** Dataset excerpts **
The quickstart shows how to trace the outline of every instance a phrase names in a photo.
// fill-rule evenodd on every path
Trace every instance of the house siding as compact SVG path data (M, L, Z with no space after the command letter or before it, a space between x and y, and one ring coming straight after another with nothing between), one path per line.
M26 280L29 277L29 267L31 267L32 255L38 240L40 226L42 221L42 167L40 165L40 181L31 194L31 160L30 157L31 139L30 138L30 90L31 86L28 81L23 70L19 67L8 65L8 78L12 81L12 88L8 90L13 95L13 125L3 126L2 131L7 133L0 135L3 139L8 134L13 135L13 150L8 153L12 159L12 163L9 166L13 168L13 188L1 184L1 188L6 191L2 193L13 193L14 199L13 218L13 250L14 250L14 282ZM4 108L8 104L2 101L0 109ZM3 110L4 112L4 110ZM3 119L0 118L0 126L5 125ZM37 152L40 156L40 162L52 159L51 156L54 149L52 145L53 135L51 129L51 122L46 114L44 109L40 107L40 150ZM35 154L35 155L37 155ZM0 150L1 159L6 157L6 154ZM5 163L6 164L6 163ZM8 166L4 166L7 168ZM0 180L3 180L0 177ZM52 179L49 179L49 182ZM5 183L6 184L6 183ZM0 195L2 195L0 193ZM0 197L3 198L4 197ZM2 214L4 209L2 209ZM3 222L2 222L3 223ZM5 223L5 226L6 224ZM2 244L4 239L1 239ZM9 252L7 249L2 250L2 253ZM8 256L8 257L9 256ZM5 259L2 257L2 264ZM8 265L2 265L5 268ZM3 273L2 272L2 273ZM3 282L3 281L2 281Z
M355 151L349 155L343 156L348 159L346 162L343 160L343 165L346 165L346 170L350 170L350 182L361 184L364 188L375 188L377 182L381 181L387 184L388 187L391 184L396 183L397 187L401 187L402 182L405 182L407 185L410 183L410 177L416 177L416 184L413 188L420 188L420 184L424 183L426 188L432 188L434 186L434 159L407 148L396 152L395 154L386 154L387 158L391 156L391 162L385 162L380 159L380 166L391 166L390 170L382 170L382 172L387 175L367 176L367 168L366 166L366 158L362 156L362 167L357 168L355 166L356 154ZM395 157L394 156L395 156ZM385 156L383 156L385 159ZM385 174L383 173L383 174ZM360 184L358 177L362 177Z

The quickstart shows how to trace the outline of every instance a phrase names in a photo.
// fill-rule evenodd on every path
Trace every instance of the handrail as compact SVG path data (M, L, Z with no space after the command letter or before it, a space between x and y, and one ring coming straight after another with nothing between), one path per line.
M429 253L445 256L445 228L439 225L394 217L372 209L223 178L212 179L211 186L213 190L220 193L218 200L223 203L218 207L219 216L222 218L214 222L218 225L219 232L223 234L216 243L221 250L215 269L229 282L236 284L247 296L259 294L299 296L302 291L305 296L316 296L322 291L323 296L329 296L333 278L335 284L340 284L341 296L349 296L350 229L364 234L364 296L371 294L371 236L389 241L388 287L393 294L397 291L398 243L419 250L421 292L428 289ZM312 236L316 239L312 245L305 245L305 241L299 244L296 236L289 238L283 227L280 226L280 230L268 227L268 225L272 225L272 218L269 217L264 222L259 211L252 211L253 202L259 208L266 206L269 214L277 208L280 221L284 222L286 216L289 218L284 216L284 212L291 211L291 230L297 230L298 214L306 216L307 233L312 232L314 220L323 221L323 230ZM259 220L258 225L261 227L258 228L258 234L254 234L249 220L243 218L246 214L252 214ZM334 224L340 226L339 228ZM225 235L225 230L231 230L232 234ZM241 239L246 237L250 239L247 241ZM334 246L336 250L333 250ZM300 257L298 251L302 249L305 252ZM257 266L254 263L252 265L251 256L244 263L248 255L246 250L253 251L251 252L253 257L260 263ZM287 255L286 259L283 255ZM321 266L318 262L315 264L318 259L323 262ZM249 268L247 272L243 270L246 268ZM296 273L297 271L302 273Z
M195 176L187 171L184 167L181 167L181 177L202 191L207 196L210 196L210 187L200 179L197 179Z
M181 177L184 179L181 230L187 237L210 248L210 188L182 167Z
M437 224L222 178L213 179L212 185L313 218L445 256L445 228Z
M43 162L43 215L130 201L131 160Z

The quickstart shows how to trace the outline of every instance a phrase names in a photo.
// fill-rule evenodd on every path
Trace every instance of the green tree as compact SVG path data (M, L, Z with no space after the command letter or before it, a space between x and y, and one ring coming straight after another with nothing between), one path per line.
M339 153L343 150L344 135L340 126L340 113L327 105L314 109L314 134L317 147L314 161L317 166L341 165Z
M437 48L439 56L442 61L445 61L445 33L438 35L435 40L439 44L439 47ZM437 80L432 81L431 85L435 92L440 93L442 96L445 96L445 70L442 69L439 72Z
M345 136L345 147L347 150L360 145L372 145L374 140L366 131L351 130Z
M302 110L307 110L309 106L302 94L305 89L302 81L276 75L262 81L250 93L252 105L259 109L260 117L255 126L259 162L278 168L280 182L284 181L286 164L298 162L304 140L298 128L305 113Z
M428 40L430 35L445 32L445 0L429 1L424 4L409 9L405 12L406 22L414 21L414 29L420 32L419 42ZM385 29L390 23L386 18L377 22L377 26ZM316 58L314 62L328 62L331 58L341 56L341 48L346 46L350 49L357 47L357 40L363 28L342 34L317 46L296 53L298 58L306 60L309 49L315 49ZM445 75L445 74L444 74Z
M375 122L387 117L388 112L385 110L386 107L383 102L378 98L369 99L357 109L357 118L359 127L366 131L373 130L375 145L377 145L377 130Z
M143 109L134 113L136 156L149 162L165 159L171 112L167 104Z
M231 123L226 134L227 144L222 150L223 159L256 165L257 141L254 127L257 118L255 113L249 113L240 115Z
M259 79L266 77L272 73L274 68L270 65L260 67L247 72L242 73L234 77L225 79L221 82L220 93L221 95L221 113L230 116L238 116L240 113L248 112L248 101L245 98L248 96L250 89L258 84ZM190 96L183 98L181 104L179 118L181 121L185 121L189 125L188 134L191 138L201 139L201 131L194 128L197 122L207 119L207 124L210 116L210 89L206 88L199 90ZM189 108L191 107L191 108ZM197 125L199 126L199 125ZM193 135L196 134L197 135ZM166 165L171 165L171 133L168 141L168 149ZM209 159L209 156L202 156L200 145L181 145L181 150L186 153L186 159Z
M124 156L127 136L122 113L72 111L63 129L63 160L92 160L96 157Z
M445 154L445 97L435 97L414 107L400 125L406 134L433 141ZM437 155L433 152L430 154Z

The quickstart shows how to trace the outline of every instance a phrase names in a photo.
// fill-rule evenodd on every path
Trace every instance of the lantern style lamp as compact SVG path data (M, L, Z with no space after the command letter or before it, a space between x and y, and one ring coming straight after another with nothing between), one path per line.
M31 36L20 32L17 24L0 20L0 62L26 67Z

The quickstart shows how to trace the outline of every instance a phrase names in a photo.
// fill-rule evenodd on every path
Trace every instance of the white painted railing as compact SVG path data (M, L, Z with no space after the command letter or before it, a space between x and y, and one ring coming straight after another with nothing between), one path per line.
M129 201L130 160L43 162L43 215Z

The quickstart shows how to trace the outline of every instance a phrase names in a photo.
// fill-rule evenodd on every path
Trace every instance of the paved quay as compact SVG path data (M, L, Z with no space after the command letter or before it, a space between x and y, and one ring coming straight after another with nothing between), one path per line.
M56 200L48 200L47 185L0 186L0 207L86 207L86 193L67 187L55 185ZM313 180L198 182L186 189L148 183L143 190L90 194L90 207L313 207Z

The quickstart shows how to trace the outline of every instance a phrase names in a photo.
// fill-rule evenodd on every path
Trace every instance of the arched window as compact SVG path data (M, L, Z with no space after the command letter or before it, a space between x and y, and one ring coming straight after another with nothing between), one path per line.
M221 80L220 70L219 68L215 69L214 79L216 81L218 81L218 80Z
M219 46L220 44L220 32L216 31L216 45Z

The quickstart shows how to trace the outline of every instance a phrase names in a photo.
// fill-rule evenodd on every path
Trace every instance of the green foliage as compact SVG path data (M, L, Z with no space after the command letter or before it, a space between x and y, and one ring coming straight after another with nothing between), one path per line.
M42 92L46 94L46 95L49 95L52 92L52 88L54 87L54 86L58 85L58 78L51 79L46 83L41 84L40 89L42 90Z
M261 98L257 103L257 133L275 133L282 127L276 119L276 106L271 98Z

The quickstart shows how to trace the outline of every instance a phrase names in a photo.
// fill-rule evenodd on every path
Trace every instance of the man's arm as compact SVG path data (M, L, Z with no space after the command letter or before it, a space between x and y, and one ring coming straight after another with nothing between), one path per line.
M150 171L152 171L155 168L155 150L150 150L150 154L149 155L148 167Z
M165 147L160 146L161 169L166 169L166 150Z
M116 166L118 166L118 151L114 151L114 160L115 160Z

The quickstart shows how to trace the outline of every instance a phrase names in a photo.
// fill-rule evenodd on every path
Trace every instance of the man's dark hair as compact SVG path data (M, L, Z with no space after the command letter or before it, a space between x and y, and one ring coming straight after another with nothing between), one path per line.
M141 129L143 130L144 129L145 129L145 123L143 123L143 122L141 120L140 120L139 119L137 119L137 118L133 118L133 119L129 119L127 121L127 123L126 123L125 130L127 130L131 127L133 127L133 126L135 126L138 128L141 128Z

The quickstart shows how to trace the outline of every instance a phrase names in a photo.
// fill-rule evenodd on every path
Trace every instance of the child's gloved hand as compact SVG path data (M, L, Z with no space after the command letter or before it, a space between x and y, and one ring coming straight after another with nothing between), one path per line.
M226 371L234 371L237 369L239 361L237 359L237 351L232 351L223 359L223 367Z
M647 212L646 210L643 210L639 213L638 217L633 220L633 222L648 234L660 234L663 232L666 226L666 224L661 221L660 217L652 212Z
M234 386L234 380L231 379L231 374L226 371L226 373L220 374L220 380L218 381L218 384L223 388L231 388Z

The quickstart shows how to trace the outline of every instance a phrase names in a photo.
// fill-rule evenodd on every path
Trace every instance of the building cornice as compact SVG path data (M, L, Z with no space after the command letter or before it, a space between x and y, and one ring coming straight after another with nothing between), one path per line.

** The request **
Copy the data above verbatim, from its first line through the line that contains "Trace every instance of the house", and stop there.

** Solution to the problem **
The quickstart shows how to trace the outline of every instance a phrase names in a photo.
// fill-rule evenodd on every path
Trace every instance of the house siding as compact SVG path data (M, L, Z with no space after the command letter or before it, a space between x and y, and one ring coming straight after another with nothing between), one path per line.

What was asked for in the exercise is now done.